---------- Exercise passage ----------
At the top end of the mezcal market (the plus $120 market), sales did not slow but actually grew. Everyone who used to throw disposable income at travel, bars, and restaurants are now much more to seek out exclusive, small batch expressions. Agave groups on Facebook proliferated and information was exchanged about these very small batch releases. Brands that reached people in these groups have certainly benefited.
“People started doing the math and realized how much money they would spend going out for dinner and drinks,” said Romaya. “Then they shifted what they would have spent into buying bottles like Real Minero, which retail at the top end of the market.”
This is the premiumization that has been discussed. Tequila was probably the biggest category that saw that upward shift in buying. Mezcal was a little more complicated and you saw an almost bifurcation of the market emerge. People new to mezcal focused on the lower priced mezcal as they explored making cocktails at home. As mentioned above, the top end part of the market also exploded. But for that $60-$100 market, it was a different story. The on-premise market was crucial for these brands and that is where most of their sales were.
But even as the on-premise market begins to open in 2021, it will not look the same. “Brands that had the means were able to contribute a lot of money on organizations like the USBG that were supporting workers and businesses during the initial closures, and it will be only natural for these businesses to support those brands when they are able to finally re-open,” said Nicolas Palazzi of PM Spirits. “I would be surprised to see a place reopening would have the same sort of selection than in the past.”
it is crucial that brands shift more sales to the retail market in order to make up for those lost sales in the $60-$100 range. But it’s complicated, selling these mezcals requires a level of education most other spirits don’t, and figuring out how to get samples into the hands of consumers to entice buying remains a challenge.
For retailers like Moreno’s Liquors, they have benefitted from building a loyal customer base over time, and focusing a lot of energy on education. “Education is key and having a program in place has been very helpful, “said Moreno. “With the pandemic, as bars and restaurants shut down, people began exploring and trying more products on their own and we were really able to guide their experiences.”
So who is buying mezcal?
According to IWRS, “Though retail sales indicate a surge of alcohol buying and inferred consumption increase among Americans, the reality is that the rise of alcohol consumption in the US this year comes primarily from only one-third of the population – those who feel comfortable with carrying on with ‘normal life’ during the pandemic. Alcohol consumption growth has been broad-based, though millennials and Gen X appear to be the most enthusiastic drivers of the increase.”
The story of 2021 will be further tapping into this group and growing the mezcal presence and shelf space in a broader range of retail outlets and getting people to expand beyond those sub $60 bottles. Stores like Moreno’s and Old Town Tequila are outliers in the off-premise market and growing sales in that $60-$100 range means tapping into a more mainstream alcohol market. How that can be done will be explored in part two of this series, The Virtual World.
---------- Data for analysis ----------
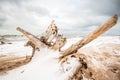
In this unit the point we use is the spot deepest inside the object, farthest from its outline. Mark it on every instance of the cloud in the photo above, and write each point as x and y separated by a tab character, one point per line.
71	16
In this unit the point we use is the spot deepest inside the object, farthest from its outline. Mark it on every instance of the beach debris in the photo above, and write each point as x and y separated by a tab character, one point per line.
90	66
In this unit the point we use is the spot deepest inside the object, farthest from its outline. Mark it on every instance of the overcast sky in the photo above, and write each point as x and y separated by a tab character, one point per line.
73	17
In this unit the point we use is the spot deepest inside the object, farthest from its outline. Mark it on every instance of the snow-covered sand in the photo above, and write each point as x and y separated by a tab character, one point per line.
45	66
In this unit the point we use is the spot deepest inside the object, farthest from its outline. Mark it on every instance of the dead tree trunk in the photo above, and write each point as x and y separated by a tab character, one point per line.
91	36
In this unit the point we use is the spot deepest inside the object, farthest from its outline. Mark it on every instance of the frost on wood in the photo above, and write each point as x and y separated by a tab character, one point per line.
90	65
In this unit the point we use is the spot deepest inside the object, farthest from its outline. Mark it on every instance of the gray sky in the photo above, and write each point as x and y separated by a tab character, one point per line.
73	17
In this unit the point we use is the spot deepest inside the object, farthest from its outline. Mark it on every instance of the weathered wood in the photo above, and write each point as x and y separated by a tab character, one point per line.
11	62
59	43
91	36
32	38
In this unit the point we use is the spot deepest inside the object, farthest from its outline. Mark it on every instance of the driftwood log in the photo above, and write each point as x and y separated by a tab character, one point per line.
----------
■ **Brief**
Repeat word for word everything in the mezcal passage from "This is the" down to "their sales were.". The data have no connection to the mezcal passage.

■ **Worked solution**
This is the premiumization that has been discussed. Tequila was probably the biggest category that saw that upward shift in buying. Mezcal was a little more complicated and you saw an almost bifurcation of the market emerge. People new to mezcal focused on the lower priced mezcal as they explored making cocktails at home. As mentioned above, the top end part of the market also exploded. But for that $60-$100 market, it was a different story. The on-premise market was crucial for these brands and that is where most of their sales were.